Texto em estudo:
“O espírito da prosa – uma autobiografia literária”, de Cristovão Tezza (Record, 224 páginas, R$ 34,90), é um livro corajoso e único no cenário brasileiro: um longo ensaio em que um ficcionista de sucesso reflete sobre sua formação, sonda motivações ocultas, esmiúça referências, defende teoricamente suas escolhas no quadro histórico da prosa de ficção e, ao mesmo tempo, expõe as próprias dúvidas e pontos fracos com franqueza desconcertante.
Ex-professor universitário e estudioso do linguista russo Mikhail Bakhtin, Tezza não facilita as coisas para o leigo menos ligado no tema: nem tanto pela linguagem – “Este não é um trabalho acadêmico”, avisa na primeira frase do livro – quanto por um tom singularmente fervoroso, “O espírito da prosa” dirige-se a um leitor no mínimo apaixonado por literatura.
No trecho abaixo, depois de destroçar os três primeiros livros que escreveu – e que nunca publicou –, Tezza faz uma defesa enfática de algo que grande parte da inteligência literária brasileira tem gostado de tratar como defunto, muitas vezes com a superficialidade apressada de quem já não precisa reafirmar o óbvio: a ficção realista e seu lugar único, que obviamente não é o de uma linguagem em que o autor insufle uma verdade superior, mas o de um cruzamento impuro de linguagens.
“No conceito, tudo é objeto”, diz Tezza, atacando a ideia mais prezada pelos coveiros da arte narrativa. “Seres intercambiáveis, não estamos mais em lugar algum. Há quem ache isso interessante. Uma espécie de militarização da arte – soldados têm funções, não personalidade. O que cria um duplo fracasso do que seria uma prosa conceitual. Ou ela se realiza como conteúdo traduzido, a maldita mensagem, ou, a hipótese eventualmente melhor, como a demonstração fria de uma técnica. Tirou-se dela o componente da experiência do sujeito, ou a sua empatia, como a chave medular da arte literária.”
Tezza já havia feito uma espécie de defesa prática desse ponto de vista com o romance “O filho eterno” (2007), que pela superação triunfante do dilema “literatura séria” x “literatura comercial” está entre os grandes livros deste século no Brasil. Agora vem a teoria.
Eu havia determinado uma corrente “séria” da minha literatura e do meu projeto de escritor, à qual pertenciam meus romances gorados. O primeiro fracasso, antes mesmo de considerar a visão de mundo e a orientação ideológica de meus textos, era evidentemente técnico. O que se chama difusamente de “realismo”, às vezes com a ligeireza de quem se refere irônico a velheiras descartáveis, tem uma exigência técnica refinada, que filia cada frase que se escreve a uma tradição poderosa, da qual quem quer que se meta a escrever, queira ou não, é caudatário. Fazer um personagem se levantar da poltrona, dar cinco passos inseguros através de uma sala na penumbra, e, com medo, abrir uma porta, não é jamais um trabalho simples. Qualquer candidato a escritor de língua inglesa sabe disso. Antes mesmo de escrever a primeira palavra, o bom narrador de herança realista sabe onde “colocar a câmera”, por assim dizer; sabe estabelecer o olhar que redesenha o mundo para partilhar uma experiência necessariamente ambígua no quadro de uma hipótese literária.

Registros a utilizar:
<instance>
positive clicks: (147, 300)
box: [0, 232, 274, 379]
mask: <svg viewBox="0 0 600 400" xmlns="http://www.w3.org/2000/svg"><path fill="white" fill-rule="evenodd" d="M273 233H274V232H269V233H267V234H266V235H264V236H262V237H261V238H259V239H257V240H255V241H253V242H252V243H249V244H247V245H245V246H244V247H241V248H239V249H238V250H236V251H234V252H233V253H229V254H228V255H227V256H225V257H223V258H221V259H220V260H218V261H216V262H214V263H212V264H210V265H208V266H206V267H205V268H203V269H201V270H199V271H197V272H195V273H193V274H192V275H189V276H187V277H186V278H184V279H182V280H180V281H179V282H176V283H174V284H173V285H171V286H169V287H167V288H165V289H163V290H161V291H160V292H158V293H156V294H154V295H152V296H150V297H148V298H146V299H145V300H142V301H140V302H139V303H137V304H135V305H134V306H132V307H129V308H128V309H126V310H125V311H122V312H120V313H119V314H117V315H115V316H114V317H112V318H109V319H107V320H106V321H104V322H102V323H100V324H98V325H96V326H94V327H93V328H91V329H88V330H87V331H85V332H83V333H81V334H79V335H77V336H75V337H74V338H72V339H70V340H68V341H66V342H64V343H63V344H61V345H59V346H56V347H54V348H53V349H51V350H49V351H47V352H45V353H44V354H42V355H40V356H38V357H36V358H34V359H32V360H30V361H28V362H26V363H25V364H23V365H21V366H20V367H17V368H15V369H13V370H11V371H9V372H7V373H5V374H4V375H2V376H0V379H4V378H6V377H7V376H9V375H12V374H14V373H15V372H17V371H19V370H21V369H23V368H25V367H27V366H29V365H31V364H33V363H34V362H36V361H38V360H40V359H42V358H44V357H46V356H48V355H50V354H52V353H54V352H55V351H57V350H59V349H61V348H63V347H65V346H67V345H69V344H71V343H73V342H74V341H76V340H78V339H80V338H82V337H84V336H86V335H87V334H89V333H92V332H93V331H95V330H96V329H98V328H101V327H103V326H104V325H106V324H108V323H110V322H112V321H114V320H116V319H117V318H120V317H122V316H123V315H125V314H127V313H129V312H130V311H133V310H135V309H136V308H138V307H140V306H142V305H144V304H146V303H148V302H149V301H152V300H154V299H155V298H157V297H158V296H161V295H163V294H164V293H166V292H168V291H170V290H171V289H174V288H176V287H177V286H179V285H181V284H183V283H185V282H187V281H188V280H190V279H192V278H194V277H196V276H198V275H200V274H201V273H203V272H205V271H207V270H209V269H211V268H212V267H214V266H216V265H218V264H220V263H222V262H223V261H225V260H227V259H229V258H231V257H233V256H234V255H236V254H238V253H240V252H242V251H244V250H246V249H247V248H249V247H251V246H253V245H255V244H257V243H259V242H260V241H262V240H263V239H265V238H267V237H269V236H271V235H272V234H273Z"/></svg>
--
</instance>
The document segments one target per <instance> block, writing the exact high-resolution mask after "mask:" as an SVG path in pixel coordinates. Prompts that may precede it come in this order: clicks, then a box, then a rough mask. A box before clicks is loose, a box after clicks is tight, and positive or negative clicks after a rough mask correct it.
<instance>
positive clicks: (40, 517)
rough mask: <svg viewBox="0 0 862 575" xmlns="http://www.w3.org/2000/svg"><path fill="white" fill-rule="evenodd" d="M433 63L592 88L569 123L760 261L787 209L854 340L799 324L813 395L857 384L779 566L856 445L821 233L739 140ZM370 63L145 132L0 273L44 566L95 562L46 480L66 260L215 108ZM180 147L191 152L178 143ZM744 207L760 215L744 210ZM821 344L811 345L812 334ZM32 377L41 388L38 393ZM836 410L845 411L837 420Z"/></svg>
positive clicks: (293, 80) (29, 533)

Tarefas a realizar:
1. Extraia do texto sobre “O espírito da prosa”, sem nenhuma alteração, todo o trecho que vai de "Tezza já havia" até "vem a teoria.".
2. Reproduza fielmente, dos registros, tudo o que vai da linha que contém "</instance>" até a linha que contém "positive clicks: (40, 517)", incluindo ambas e nada mais.

Resultados por tarefa:
1.
Tezza já havia feito uma espécie de defesa prática desse ponto de vista com o romance “O filho eterno” (2007), que pela superação triunfante do dilema “literatura séria” x “literatura comercial” está entre os grandes livros deste século no Brasil. Agora vem a teoria.

2.
</instance>
The document segments one target per <instance> block, writing the exact high-resolution mask after "mask:" as an SVG path in pixel coordinates. Prompts that may precede it come in this order: clicks, then a box, then a rough mask. A box before clicks is loose, a box after clicks is tight, and positive or negative clicks after a rough mask correct it.
<instance>
positive clicks: (40, 517)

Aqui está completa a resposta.